[AIM]:
Exactly and only the lines from the one containing "Each instance receives one keypoint. Mark the awning" through the close of the entries below are to be set down.

[STORED ROWS]:
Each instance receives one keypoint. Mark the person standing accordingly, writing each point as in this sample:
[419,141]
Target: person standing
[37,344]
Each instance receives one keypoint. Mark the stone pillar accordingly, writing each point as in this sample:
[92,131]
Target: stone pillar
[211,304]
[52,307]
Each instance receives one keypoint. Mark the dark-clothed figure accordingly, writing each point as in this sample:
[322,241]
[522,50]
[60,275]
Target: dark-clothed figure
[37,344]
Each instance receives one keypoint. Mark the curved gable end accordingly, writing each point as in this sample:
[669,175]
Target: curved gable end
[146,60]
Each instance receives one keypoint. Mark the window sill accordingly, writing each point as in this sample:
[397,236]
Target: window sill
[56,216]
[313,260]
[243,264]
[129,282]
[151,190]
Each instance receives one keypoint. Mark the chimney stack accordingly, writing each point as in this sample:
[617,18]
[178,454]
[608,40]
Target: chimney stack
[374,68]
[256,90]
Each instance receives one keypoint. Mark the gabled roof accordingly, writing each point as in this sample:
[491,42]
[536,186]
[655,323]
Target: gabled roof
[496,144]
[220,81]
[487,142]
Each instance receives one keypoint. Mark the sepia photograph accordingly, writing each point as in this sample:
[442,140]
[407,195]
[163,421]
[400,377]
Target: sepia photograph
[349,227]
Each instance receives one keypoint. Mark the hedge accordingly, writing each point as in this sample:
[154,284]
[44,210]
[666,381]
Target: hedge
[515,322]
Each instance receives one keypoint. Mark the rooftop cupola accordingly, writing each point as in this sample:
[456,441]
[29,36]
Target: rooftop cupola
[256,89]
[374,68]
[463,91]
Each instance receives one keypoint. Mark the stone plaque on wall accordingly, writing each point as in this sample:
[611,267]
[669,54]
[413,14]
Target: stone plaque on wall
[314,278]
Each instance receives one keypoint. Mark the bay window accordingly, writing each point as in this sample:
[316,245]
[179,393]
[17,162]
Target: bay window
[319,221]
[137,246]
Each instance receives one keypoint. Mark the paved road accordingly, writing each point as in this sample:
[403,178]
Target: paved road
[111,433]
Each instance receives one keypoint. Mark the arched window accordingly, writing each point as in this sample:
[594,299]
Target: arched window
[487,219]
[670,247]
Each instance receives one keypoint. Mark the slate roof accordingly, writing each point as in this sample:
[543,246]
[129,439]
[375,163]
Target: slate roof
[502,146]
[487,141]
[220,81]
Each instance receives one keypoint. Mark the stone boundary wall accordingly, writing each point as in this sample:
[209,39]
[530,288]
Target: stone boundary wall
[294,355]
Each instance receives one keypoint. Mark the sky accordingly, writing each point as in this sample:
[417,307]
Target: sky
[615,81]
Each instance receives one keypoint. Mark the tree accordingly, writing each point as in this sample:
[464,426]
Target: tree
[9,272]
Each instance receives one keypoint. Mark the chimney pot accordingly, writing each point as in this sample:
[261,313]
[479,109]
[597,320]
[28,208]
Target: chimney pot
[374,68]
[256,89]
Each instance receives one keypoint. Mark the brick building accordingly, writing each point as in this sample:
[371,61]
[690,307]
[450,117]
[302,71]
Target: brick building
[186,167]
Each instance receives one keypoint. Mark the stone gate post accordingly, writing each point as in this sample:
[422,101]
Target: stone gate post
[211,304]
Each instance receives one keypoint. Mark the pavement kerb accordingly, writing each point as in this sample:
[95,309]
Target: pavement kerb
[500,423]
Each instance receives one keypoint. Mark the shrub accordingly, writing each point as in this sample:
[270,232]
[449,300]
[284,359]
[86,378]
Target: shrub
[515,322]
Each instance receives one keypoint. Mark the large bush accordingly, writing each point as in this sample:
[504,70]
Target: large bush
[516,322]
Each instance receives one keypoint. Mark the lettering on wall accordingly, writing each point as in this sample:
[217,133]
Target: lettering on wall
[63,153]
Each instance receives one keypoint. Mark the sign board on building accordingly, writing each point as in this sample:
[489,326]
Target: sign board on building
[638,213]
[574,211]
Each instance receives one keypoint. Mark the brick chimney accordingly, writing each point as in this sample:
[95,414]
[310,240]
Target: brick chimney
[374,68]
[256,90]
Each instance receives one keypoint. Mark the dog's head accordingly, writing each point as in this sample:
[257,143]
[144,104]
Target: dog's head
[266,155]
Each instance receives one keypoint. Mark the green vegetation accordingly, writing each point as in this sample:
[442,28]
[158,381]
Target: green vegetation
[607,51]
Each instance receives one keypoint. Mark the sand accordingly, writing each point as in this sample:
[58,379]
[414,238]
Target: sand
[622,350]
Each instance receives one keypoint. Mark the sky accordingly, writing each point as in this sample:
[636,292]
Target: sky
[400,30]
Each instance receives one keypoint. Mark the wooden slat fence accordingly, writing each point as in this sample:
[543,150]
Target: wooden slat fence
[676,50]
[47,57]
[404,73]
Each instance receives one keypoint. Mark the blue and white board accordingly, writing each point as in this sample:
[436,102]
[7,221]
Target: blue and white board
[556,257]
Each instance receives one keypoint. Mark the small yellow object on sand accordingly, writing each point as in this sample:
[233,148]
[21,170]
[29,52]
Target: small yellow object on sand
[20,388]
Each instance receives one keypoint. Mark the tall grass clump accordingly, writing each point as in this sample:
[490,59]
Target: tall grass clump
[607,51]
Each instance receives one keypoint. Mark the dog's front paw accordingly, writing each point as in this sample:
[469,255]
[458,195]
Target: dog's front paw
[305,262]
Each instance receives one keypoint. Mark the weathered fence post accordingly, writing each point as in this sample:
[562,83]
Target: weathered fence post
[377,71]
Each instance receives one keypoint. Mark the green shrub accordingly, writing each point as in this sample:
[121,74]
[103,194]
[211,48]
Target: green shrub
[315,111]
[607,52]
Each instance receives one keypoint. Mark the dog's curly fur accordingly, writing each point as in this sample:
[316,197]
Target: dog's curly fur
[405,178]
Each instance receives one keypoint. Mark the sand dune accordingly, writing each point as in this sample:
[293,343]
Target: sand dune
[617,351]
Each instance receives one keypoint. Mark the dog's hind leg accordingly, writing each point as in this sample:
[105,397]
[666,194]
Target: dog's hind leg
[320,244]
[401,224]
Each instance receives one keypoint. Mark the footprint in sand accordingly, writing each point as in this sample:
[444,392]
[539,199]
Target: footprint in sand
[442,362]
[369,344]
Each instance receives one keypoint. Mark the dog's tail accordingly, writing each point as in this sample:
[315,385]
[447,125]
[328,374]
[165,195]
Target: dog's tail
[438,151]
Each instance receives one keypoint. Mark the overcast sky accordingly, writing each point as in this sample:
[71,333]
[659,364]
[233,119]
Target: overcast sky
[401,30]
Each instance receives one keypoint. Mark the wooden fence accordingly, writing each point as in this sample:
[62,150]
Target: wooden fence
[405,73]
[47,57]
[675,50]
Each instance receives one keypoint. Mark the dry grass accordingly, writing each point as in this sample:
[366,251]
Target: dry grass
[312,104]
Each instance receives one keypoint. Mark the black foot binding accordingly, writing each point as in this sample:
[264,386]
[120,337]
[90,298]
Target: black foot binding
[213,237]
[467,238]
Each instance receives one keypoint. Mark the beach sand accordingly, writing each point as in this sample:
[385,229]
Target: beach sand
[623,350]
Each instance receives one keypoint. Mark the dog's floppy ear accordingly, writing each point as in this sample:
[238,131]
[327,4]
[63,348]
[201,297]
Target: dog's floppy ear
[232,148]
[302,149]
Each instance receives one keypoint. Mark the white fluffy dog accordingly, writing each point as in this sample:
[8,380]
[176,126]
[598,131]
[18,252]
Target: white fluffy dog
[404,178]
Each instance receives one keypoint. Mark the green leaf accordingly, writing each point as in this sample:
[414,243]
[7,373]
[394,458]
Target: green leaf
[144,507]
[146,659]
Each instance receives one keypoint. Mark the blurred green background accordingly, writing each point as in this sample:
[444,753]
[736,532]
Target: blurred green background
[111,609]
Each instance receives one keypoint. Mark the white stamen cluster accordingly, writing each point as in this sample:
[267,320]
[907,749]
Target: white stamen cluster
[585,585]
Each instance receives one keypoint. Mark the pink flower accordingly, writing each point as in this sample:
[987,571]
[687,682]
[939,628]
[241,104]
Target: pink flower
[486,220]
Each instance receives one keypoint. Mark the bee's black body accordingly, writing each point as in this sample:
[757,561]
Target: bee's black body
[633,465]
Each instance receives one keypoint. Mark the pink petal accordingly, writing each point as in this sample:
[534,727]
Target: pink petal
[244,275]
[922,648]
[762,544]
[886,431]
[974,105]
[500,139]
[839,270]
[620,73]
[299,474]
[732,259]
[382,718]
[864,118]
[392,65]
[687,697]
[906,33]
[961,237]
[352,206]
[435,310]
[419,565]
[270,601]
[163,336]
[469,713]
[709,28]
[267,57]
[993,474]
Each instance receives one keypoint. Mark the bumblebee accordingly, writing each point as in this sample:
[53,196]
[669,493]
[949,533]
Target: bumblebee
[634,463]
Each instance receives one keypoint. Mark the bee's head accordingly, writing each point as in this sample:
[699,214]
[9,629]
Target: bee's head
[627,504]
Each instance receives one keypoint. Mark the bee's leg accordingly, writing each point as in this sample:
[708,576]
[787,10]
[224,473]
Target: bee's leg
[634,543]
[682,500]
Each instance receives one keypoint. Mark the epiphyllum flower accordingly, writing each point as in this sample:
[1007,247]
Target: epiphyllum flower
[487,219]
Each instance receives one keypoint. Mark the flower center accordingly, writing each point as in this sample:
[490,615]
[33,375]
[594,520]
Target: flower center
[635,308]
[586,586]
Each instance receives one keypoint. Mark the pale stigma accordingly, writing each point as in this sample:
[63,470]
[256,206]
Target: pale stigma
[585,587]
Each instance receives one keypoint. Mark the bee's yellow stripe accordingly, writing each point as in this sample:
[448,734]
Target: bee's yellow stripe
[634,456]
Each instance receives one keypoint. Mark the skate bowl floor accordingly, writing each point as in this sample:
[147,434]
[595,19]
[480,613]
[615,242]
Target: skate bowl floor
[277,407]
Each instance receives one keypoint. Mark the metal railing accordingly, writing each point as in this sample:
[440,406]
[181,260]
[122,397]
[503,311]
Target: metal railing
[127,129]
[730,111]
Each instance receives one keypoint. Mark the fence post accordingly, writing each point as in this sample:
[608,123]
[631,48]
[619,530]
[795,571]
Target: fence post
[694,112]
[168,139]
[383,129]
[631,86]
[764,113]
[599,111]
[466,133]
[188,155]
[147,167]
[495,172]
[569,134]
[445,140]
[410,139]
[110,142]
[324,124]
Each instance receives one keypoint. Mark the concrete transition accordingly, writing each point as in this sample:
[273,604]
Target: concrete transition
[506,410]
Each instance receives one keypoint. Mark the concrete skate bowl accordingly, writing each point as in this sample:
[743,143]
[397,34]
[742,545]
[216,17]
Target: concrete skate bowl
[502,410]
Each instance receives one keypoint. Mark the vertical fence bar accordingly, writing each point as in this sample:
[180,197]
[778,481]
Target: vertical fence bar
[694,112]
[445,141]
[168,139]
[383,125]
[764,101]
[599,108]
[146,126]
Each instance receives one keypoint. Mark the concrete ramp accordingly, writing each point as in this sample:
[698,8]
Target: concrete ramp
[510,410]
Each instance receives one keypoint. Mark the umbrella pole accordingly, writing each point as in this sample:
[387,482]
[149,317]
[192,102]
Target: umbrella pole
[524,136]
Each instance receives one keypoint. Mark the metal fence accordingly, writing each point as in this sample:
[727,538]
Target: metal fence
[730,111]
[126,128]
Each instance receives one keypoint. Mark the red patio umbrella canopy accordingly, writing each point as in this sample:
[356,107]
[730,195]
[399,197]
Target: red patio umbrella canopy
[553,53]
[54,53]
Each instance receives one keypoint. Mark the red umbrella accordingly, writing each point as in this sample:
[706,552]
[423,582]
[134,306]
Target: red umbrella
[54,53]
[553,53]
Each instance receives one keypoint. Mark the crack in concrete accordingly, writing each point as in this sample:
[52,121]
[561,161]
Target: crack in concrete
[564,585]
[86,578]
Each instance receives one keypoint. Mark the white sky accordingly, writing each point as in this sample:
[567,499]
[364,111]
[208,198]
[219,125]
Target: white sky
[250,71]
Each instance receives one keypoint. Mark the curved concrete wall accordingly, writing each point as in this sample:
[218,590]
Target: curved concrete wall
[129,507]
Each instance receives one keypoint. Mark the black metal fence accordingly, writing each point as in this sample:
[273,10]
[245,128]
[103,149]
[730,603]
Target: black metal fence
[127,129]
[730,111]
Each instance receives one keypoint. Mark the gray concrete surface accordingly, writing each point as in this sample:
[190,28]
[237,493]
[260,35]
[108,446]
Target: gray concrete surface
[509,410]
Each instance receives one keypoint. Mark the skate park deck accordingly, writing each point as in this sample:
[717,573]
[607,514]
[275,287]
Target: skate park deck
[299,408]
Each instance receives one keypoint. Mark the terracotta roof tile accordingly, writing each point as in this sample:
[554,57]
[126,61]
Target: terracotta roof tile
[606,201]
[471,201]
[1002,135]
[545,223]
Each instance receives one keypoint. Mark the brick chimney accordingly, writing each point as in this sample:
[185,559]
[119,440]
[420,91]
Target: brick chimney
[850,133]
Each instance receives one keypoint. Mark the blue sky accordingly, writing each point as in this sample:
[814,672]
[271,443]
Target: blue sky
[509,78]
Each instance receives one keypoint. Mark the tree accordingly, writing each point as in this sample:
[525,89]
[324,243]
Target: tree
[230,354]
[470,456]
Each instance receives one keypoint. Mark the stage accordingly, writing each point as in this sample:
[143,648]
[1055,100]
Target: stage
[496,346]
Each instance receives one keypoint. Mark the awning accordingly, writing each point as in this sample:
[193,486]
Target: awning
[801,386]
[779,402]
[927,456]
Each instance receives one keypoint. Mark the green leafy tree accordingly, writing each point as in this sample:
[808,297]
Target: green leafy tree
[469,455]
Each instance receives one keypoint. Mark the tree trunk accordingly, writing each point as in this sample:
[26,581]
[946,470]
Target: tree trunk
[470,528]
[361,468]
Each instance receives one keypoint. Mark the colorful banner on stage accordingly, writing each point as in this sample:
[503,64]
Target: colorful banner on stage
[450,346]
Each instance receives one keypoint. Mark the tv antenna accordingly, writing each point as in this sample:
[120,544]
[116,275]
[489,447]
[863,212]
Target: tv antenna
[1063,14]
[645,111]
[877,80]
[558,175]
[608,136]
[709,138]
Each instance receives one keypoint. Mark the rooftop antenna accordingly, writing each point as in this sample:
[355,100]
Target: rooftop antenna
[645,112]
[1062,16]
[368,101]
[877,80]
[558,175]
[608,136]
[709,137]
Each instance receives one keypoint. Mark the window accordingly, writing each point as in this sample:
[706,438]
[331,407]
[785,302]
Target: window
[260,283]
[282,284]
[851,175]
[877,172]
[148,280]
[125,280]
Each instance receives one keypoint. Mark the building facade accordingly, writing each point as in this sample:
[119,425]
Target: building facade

[EXERCISE RESPONSE]:
Each instance receives one keypoint. Mark the awning accordingly, writing each point as in this sample:
[193,486]
Target: awning
[801,386]
[779,402]
[927,456]
Each instance receives one keypoint. Mark the green leafy tree accordingly, writing each point as in this sample:
[808,297]
Target: green leafy tree
[469,455]
Each instance receives one keypoint. Mark the tree trunk accordingly, writing each point as in this sample:
[26,581]
[946,470]
Target: tree trunk
[470,528]
[361,468]
Each instance receives one keypoint. Mark the colorful banner on stage accordingly, writing each point as in this sample:
[503,64]
Target: colorful banner on stage
[450,346]
Each instance receives one keypoint. Mark the tv antenna accordingly, writing each point as in this sample:
[120,544]
[116,275]
[489,447]
[863,212]
Target: tv antenna
[1063,14]
[645,111]
[877,80]
[558,175]
[608,136]
[709,138]
Each instance receives one keypoint. Mark the rooftop antenna accordingly, writing each point as in this sample:
[355,100]
Target: rooftop antenna
[645,112]
[1062,16]
[368,101]
[877,80]
[558,175]
[608,136]
[709,137]
Each instance receives one keypoint. Mark the window accordingly, writing each point as in this sample:
[706,438]
[331,407]
[785,302]
Target: window
[260,283]
[282,284]
[851,175]
[877,172]
[148,280]
[125,280]
Each instance receives one keypoint. Mark the building facade accordingly, writing each point as in this sample:
[119,425]
Target: building facade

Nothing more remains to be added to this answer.